WHAT IS EXPECTED.
In the records below, find the line holding "the roof eave" and the line holding "the roof overhang". Set down both, with every line between them, exactly.

(Saved entries)
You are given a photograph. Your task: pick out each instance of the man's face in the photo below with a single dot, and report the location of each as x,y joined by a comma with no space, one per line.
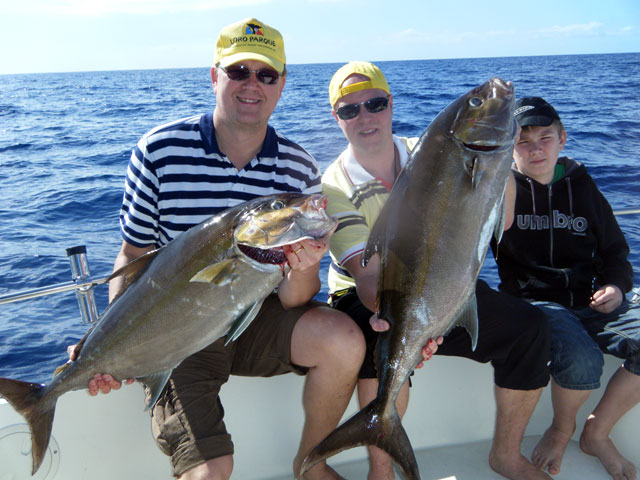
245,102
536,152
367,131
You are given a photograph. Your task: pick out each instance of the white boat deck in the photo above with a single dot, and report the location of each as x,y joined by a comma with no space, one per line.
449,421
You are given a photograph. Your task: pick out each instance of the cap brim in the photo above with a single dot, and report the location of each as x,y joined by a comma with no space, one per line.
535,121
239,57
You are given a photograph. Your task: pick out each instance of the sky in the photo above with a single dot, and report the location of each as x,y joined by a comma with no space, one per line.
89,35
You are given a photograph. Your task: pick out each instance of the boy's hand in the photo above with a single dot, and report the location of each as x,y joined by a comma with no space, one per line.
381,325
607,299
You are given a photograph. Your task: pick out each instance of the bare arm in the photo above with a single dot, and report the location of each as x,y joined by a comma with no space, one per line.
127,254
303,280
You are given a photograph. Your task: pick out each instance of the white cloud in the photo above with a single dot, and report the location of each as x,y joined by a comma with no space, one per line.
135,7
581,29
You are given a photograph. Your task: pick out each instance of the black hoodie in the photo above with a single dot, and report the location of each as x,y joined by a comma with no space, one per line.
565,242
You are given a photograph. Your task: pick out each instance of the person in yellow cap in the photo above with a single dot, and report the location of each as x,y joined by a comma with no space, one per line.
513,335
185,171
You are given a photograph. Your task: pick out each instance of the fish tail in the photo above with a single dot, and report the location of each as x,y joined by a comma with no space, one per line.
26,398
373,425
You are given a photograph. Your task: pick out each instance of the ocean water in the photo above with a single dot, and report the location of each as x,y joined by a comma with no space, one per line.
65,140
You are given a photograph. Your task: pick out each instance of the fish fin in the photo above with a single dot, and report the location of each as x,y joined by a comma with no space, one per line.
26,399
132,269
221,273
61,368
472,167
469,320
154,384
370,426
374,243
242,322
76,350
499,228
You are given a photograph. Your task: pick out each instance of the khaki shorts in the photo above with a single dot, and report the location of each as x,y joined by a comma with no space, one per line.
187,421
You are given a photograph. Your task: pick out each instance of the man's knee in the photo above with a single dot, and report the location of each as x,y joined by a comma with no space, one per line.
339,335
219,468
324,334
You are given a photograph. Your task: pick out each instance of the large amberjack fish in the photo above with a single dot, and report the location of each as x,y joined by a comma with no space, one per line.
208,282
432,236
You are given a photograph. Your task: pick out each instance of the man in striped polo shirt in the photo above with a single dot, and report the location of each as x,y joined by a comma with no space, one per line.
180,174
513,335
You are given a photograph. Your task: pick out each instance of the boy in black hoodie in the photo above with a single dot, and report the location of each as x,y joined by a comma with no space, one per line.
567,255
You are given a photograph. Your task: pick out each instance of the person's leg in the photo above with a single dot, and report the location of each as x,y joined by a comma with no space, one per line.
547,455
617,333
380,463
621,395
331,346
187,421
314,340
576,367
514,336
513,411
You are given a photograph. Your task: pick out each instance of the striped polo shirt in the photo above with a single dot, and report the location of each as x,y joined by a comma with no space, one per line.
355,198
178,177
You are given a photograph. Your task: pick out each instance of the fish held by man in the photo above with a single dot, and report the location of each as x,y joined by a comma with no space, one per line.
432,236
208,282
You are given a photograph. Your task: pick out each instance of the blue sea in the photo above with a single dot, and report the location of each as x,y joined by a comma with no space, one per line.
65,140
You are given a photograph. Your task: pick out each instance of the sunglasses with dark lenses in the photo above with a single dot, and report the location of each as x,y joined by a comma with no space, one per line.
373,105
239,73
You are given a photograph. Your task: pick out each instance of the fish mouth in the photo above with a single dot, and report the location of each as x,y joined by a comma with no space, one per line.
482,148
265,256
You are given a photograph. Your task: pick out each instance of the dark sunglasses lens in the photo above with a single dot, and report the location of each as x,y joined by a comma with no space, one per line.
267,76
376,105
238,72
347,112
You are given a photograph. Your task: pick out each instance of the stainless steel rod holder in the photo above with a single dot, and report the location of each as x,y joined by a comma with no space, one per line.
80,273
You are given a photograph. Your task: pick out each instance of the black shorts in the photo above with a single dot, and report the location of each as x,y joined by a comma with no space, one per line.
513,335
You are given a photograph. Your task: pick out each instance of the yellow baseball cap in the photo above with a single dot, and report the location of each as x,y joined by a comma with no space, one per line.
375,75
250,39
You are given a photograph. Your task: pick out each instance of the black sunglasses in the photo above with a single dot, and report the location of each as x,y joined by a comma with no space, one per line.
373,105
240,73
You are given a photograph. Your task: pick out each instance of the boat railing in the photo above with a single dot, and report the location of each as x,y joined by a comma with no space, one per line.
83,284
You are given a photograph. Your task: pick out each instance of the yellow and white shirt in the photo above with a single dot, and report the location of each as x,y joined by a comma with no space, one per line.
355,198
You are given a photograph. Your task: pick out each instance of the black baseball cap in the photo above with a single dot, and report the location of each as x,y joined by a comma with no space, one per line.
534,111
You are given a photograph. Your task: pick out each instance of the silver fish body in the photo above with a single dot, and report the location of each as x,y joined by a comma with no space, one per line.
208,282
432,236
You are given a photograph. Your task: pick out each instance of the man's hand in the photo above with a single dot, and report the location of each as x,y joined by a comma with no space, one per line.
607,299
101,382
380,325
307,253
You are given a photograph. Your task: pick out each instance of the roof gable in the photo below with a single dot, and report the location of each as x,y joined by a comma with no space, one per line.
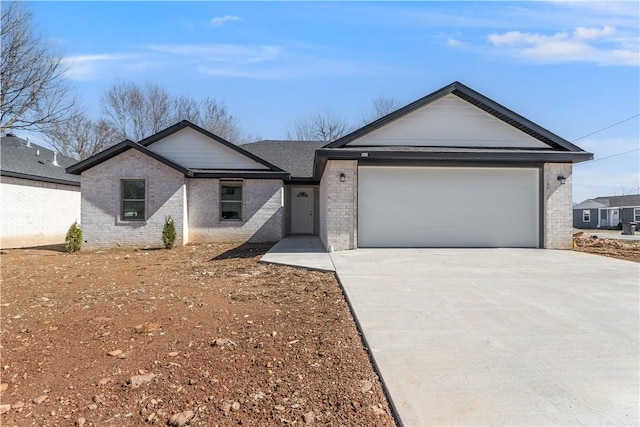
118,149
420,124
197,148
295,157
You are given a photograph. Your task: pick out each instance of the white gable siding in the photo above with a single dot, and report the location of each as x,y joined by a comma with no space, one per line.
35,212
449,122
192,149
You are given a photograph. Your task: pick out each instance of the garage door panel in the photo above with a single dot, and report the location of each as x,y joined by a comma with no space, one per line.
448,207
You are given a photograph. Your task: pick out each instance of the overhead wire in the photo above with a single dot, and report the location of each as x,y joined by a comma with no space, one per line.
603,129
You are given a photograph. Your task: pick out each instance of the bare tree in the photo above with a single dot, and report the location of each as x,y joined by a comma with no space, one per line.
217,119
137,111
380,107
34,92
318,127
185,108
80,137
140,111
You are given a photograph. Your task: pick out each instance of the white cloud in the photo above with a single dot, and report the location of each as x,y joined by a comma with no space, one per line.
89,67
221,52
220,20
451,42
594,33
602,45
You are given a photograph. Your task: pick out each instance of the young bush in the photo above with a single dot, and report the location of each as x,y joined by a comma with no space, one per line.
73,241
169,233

==

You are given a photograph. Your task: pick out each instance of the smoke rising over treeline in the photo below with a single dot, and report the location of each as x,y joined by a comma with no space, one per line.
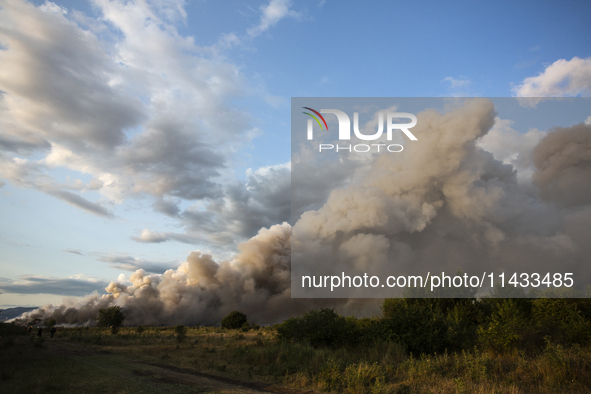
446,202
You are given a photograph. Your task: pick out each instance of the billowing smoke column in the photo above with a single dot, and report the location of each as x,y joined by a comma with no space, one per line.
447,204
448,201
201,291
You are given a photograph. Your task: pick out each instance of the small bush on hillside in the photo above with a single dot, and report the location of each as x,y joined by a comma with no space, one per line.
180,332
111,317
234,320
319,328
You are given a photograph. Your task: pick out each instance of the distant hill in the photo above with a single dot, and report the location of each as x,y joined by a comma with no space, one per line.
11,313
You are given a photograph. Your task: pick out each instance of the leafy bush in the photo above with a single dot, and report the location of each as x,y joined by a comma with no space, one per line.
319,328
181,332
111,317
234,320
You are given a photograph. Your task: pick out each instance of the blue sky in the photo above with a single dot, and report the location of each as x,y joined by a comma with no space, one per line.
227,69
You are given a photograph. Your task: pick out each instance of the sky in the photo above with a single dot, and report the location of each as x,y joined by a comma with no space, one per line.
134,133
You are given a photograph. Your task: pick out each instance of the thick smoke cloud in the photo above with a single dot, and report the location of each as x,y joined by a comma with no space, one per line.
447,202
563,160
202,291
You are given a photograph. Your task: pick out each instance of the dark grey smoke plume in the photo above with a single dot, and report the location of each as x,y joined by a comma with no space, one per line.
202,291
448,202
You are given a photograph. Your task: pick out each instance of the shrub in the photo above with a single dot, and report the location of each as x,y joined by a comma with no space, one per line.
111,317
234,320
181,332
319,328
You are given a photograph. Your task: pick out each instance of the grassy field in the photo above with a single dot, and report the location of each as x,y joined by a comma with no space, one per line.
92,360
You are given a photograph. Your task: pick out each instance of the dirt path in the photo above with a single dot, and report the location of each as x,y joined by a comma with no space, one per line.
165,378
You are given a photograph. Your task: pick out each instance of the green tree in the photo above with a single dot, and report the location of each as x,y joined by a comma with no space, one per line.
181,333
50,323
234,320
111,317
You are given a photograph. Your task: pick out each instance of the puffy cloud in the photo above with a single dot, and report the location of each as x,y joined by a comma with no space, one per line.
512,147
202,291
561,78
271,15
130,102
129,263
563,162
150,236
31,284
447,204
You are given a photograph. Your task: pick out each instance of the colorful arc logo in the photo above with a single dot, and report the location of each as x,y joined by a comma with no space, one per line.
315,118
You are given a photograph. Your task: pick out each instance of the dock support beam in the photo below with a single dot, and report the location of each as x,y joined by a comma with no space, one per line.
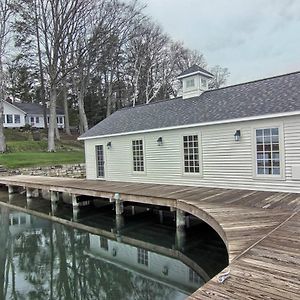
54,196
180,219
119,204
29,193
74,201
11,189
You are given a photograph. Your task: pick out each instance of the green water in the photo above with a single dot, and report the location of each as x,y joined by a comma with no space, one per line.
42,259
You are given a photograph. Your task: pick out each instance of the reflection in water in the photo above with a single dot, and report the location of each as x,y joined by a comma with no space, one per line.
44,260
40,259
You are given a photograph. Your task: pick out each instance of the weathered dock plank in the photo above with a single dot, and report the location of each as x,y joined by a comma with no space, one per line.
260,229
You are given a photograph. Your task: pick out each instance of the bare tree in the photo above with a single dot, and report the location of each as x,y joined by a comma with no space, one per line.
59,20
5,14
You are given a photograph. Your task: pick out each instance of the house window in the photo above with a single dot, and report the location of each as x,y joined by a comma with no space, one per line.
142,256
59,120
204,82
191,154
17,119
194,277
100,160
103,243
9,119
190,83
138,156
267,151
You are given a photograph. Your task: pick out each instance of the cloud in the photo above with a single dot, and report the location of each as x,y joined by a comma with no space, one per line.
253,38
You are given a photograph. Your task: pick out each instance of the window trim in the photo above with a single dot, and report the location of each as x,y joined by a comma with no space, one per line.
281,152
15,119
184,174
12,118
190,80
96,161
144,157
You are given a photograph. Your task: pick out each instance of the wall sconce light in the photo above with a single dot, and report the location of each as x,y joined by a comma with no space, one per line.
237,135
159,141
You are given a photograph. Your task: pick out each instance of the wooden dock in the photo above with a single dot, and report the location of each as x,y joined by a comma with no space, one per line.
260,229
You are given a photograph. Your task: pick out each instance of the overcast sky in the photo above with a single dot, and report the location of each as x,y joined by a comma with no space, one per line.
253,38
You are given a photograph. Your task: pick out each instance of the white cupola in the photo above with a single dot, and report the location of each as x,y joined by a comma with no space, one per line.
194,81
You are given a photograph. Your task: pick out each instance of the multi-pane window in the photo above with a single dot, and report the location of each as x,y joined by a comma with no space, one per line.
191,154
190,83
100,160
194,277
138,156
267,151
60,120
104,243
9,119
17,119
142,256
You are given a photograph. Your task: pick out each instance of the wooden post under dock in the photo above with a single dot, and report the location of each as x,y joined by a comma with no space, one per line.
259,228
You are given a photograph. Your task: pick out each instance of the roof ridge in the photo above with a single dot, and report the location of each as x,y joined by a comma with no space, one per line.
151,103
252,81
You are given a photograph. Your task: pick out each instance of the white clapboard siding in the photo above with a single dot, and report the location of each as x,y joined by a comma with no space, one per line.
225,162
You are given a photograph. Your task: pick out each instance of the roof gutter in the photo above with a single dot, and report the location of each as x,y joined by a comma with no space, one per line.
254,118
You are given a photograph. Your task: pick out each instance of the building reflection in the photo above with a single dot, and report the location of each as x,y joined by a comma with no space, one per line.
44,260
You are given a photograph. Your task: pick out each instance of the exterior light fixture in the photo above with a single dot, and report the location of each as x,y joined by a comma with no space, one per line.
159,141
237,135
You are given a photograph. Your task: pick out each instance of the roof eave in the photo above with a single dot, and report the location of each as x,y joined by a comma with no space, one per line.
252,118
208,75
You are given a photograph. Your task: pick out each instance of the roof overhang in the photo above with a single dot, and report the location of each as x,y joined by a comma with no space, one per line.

SOLUTION.
You are given a photograph. Your task: pick out each instance of the roof eave in the photo above with a single dot, and report the location of each as x,y joined by a comma with no space, one per line.
252,118
208,75
You are given a photograph. Your task: pick out each instance of the roof overhang in the photo above with a single dot, and report the location of each as x,y joined by a comma with no space, one per line.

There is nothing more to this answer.